PROBLEM REQUIREMENTS
Copy out all of the lines below, character for character, without changing anything.
........
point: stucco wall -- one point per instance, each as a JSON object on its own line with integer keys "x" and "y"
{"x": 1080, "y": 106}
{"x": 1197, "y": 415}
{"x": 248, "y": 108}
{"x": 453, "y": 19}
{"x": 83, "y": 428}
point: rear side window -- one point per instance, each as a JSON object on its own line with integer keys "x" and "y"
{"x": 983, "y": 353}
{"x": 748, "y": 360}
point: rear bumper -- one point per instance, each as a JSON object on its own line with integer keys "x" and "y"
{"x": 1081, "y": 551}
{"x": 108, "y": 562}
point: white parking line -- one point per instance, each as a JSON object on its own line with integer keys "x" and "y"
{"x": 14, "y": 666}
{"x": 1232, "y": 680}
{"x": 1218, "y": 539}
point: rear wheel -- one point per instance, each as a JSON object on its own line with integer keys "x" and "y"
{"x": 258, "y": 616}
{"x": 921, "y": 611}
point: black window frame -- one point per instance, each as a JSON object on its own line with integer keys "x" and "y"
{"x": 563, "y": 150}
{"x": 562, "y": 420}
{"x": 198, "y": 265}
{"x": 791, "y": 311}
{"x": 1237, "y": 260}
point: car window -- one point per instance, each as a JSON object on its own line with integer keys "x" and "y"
........
SOLUTION TO THIS PROBLEM
point: stucco wall -- one point per instance, each as a JSON object on its own line with integer keys "x" and "y"
{"x": 1080, "y": 106}
{"x": 1197, "y": 415}
{"x": 248, "y": 108}
{"x": 453, "y": 19}
{"x": 83, "y": 428}
point: rear side window -- one point per instance, each as a JSON object on its own line with integer keys "x" and "y"
{"x": 983, "y": 353}
{"x": 748, "y": 360}
point: rear bumper -- one point per instance, each as a JSON object on its own line with integer keys "x" and "y"
{"x": 1081, "y": 551}
{"x": 108, "y": 562}
point: white parking line -- one point per instance, each as a JSON object on its own line with integer keys "x" and "y"
{"x": 14, "y": 666}
{"x": 1232, "y": 680}
{"x": 1218, "y": 539}
point: rear wheel -- one point per instance, each as a JSON object on its own line with integer keys "x" and "y"
{"x": 258, "y": 616}
{"x": 921, "y": 611}
point: black window frame -- one point per instance, each as a JSON object on its own line with integer keys "x" and "y"
{"x": 563, "y": 150}
{"x": 562, "y": 420}
{"x": 198, "y": 265}
{"x": 791, "y": 311}
{"x": 1237, "y": 260}
point: car window -- one point per instance, each as a JSON object on its own line with integer keys "x" and "y"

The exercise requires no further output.